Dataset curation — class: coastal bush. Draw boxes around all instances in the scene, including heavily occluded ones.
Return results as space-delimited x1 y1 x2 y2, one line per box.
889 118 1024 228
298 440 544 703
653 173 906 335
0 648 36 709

## Exercise
State how many of the lines above contain the string "Return", treating uppercase and lowercase as different, and reply with the number alone.

## The completed task
1